WORK TO COMPLETE
1 – Condense the paragraph of the college-stress advice text that begins "You and your parents will know" into a short bulleted list that keeps its main facts.
2 – Swap "sparse leaves" for "bare branches" throughout the records and write their lines out again, leaving everything else unchanged.
--- START TEXT BLOCK ---
When pressure builds, the first thing you need is a release valve. Talk about the stress you are feeling with someone you trust. A listening ear and some encouraging words will give you perspective on the situation. It will also give you strength to take the next step—talking with your parents.

To make sure your talk with Mom and Dad doesn't turn into yet another source of stress, think through the conversation first. They need to know what you are feeling and how hard this is for you. You need to know what they are feeling and why this is all so important to them.

Your parents probably want the very best for you, and they're trying to motivate you to go for it. Help them understand that getting into a good college is important to you, too, and that you are eager to make the most of your opportunities. Then share your concerns about what this stress is doing to you physically and emotionally. The last thing you want to do is sacrifice your own health and well-being for perfect grades and test scores.

You and your parents will know you're pushing yourself too hard if you don't get enough sleep, if you don't make time to eat healthy meals, if you are losing touch with your friends, or if you are feeling depressed or overwhelmed all the time. A general feeling of tension in the house is also a sign that college concerns are looming too large. Every one in your family needs to act as a pressure gauge. A "critical" reading in any area means it's time for another heart-to-heart.

Later on, if you do have "bad news" about grades or test scores or about not being accepted to a college, be honest about your own disappointment. Then remind your parents that you tried to do your best. They probably haven't succeeded at everything they've tried, either. If things are too difficult between you and your parents, bring a pastor, a teacher or trusted adult friend into the next conversation you have with them.

If you learn to handle this challenge now, you'll be better able to establish healthy patterns for yourself in the future. You may end up being a good example for your parents. There may come a day they'll need to give themselves some of the grace you're learning to allow yourself.

How Can I Know God's Will?

I already know where I want to go to college. I've known ever since my youth group visited the campus when I was in junior high. My youth leader went there, and I love everything about it. But what if going there isn't God's will for me? How can I be sure I'm really following him in this decision?

It's time to visit your dream college again! Now that you're older and know more about what's important to you, that particular school may look different to you than it did in junior high. To follow up on this refresher course, check out some other colleges, even if you don't think you want to attend any of them. Looking around will help you get perspective and give you a chance to compare your current choice with what else is out there.
--- END TEXT BLOCK ---
--- START STORED DATA ---
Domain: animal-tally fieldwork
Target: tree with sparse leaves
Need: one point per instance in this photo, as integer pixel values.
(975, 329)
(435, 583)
--- END STORED DATA ---
RESULTS FOR THE EXERCISE
1 –
- Signs you're pushing yourself too hard: not getting enough sleep, not making time for healthy meals, losing touch with friends, or feeling depressed or overwhelmed all the time.
- A general feeling of tension in the house shows that college concerns are looming too large.
- Everyone in the family needs to act as a pressure gauge.
- A "critical" reading in any area means it's time for another heart-to-heart.

2 –
Domain: animal-tally fieldwork
Target: tree with bare branches
Need: one point per instance in this photo, as integer pixel values.
(975, 329)
(435, 583)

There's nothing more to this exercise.